Content starts

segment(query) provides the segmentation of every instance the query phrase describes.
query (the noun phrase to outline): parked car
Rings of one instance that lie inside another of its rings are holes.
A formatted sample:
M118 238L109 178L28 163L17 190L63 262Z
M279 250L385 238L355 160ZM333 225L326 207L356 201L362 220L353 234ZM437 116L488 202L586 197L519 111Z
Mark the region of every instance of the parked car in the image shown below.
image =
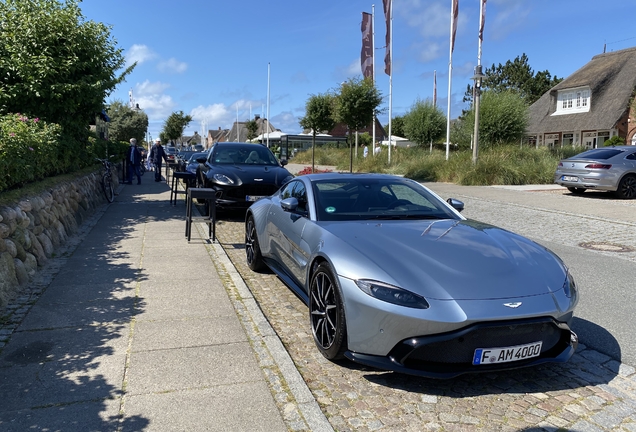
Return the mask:
M199 168L199 165L201 164L201 162L199 162L199 159L207 158L207 157L208 157L208 153L207 152L195 152L195 153L192 153L190 155L190 158L185 162L184 171L196 174L197 173L197 168Z
M203 144L195 144L192 146L192 150L202 152L205 150L205 147L203 147Z
M166 146L164 150L166 152L166 159L168 159L168 164L170 165L175 164L176 158L177 158L176 147Z
M247 210L247 264L308 305L330 360L436 378L567 361L566 265L463 207L397 176L299 176Z
M563 159L554 182L574 194L596 189L636 198L636 146L596 148Z
M177 171L185 171L186 165L188 164L188 160L190 159L190 156L192 156L195 153L197 152L195 152L194 150L181 150L180 152L178 152L177 155L175 156Z
M293 178L262 144L216 143L198 159L197 185L216 190L217 208L245 209Z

Content ends

Description of the task. Copy the material above word for word, images excluded.

Exercise output.
segment(query) provides the segmentation of every instance the query phrase describes.
query (the noun phrase to outline): parked car
Rings of one instance that lie inside another of its rings are holes.
A formatted sample:
M118 238L109 178L28 163L17 190L63 262Z
M279 250L385 238L355 160ZM333 225L326 207L356 201L362 220L353 234ZM437 116L488 202L586 197L519 111Z
Mark the region of every instance of the parked car in the image shown below.
image =
Return the mask:
M199 168L199 165L201 164L201 162L199 162L199 159L207 158L207 157L208 157L208 153L207 152L195 152L195 153L192 153L190 155L190 158L185 162L184 171L196 174L197 173L197 168Z
M203 144L195 144L192 146L192 150L202 152L205 150L205 147L203 147Z
M166 146L164 150L166 152L166 159L168 159L168 164L170 165L175 164L176 158L177 158L176 147Z
M247 210L247 264L308 305L330 360L436 378L567 361L566 265L463 207L397 176L299 176Z
M563 159L554 182L574 194L596 189L636 198L636 146L596 148Z
M177 171L185 171L186 165L188 164L188 160L190 159L190 156L192 156L195 153L197 152L195 152L194 150L181 150L180 152L178 152L177 155L175 156Z
M293 178L262 144L216 143L198 159L197 185L216 190L217 208L245 209Z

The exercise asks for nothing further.